EXERCISE DESCRIPTION -
Which lines in the data below contain the string "window"? Extract each one unchanged, matching case exactly.

SUPPLIED ENTRIES -

--- Begin ---

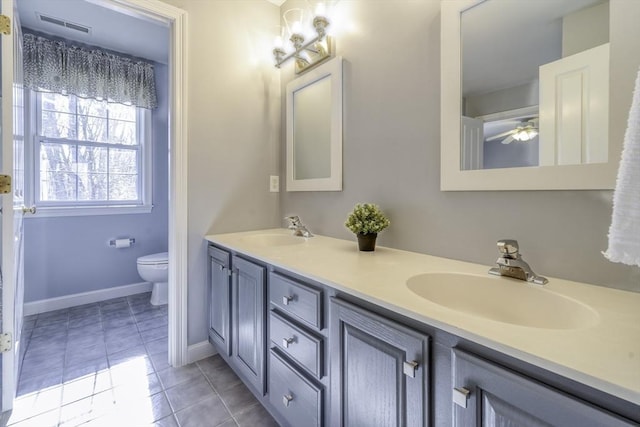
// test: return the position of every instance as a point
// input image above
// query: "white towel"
(624, 233)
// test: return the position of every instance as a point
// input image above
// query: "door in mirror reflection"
(535, 83)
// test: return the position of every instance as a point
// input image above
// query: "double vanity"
(325, 335)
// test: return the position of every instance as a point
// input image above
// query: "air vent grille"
(65, 24)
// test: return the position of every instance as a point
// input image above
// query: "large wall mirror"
(526, 95)
(314, 129)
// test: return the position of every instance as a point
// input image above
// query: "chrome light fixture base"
(307, 55)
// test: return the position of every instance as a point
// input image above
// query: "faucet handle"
(508, 247)
(294, 221)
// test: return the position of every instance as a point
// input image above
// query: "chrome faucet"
(511, 264)
(299, 229)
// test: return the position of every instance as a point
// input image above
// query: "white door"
(11, 163)
(472, 143)
(574, 109)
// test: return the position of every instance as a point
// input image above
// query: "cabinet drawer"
(301, 346)
(302, 302)
(297, 399)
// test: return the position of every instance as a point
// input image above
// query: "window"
(89, 156)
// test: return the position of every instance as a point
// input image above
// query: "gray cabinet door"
(249, 323)
(219, 299)
(379, 370)
(499, 397)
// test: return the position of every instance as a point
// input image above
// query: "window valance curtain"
(57, 66)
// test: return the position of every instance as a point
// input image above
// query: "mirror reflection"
(312, 130)
(535, 83)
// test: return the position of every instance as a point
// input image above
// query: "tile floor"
(105, 364)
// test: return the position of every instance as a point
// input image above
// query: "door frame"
(9, 358)
(178, 143)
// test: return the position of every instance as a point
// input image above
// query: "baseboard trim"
(200, 351)
(58, 303)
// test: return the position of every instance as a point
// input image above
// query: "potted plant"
(366, 221)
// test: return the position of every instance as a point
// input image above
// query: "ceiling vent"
(63, 23)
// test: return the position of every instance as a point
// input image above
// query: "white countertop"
(605, 356)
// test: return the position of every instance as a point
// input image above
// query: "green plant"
(366, 218)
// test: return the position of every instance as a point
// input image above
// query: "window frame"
(82, 208)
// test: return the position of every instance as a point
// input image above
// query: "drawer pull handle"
(286, 342)
(286, 399)
(287, 299)
(461, 396)
(410, 368)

--- End ---

WRITTEN REPLY -
// query: "window"
// query: "window valance curtain"
// query: "window frame"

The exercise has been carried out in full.